• Challenge: Copy out the account of the commissioning debate below word for word, from its first line to its last.

• Source:
• • •
Policymakers and health and social care leaders gathered in Liverpool last month to debate the challenges personalisation and the pursuit of world class commissioning are posing for councils and PCTs. This is an edited account of their discussions
Bronagh Miskelly: World class commissioning sits as one part of a big transformation agenda. As a result, it means a lot of different things to different people. I thought it would be helpful to get some different perspectives from different parts of the chain. So I am going to hand over to John Bolton, strategic finance director for social care at the Department of Health, for an introduction from the policy perspective.
John Bolton: I go around the country and visit a local authority every week. And things are very different. We’ve been looking at two, north-eastern neighbouring authorities very similar demography and very similar grants from government. But they offer very different services because of the way things have historically been commissioned, with different costs for the same type of quality of service. Commissioning is often a long-term task. There will have been councils that were thinking five years ago about choice and they may be developing good opportunities in their communities, while others are still offering very traditional services. Sometimes there are good quality providers but the choice is not there, in part because there is no vibrant third sector.
That’s a real challenge – how we help councils play catch-up. The best councils are those who have been planning for some time, have been working in partnerships with a range of stakeholders and, particularly, engage service users in the planning process.
Bronagh Miskelly: Des Kelly, director of the National Care Forum, will give us the provider perspective.
Des Kelly: I think it was Gandhi who, when asked about western civilisation, said that he thought it would be a good idea. And in a way, I think world class commissioning is a bit like that, from a provider perspective. My worry is that what seems to be happening with the personalisation agenda is the polarisation between discussions about a whole new set of services that will exist in the future and what are now described as conventional or traditional services.
• • •
• Provided material:
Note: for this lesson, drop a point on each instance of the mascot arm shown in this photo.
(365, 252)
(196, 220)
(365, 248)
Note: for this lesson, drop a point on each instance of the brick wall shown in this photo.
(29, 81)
• • •
• Task response:
Policymakers and health and social care leaders gathered in Liverpool last month to debate the challenges personalisation and the pursuit of world class commissioning are posing for councils and PCTs. This is an edited account of their discussions
Bronagh Miskelly: World class commissioning sits as one part of a big transformation agenda. As a result, it means a lot of different things to different people. I thought it would be helpful to get some different perspectives from different parts of the chain. So I am going to hand over to John Bolton, strategic finance director for social care at the Department of Health, for an introduction from the policy perspective.
John Bolton: I go around the country and visit a local authority every week. And things are very different. We’ve been looking at two, north-eastern neighbouring authorities very similar demography and very similar grants from government. But they offer very different services because of the way things have historically been commissioned, with different costs for the same type of quality of service. Commissioning is often a long-term task. There will have been councils that were thinking five years ago about choice and they may be developing good opportunities in their communities, while others are still offering very traditional services. Sometimes there are good quality providers but the choice is not there, in part because there is no vibrant third sector.
That’s a real challenge – how we help councils play catch-up. The best councils are those who have been planning for some time, have been working in partnerships with a range of stakeholders and, particularly, engage service users in the planning process.
Bronagh Miskelly: Des Kelly, director of the National Care Forum, will give us the provider perspective.
Des Kelly: I think it was Gandhi who, when asked about western civilisation, said that he thought it would be a good idea. And in a way, I think world class commissioning is a bit like that, from a provider perspective. My worry is that what seems to be happening with the personalisation agenda is the polarisation between discussions about a whole new set of services that will exist in the future and what are now described as conventional or traditional services.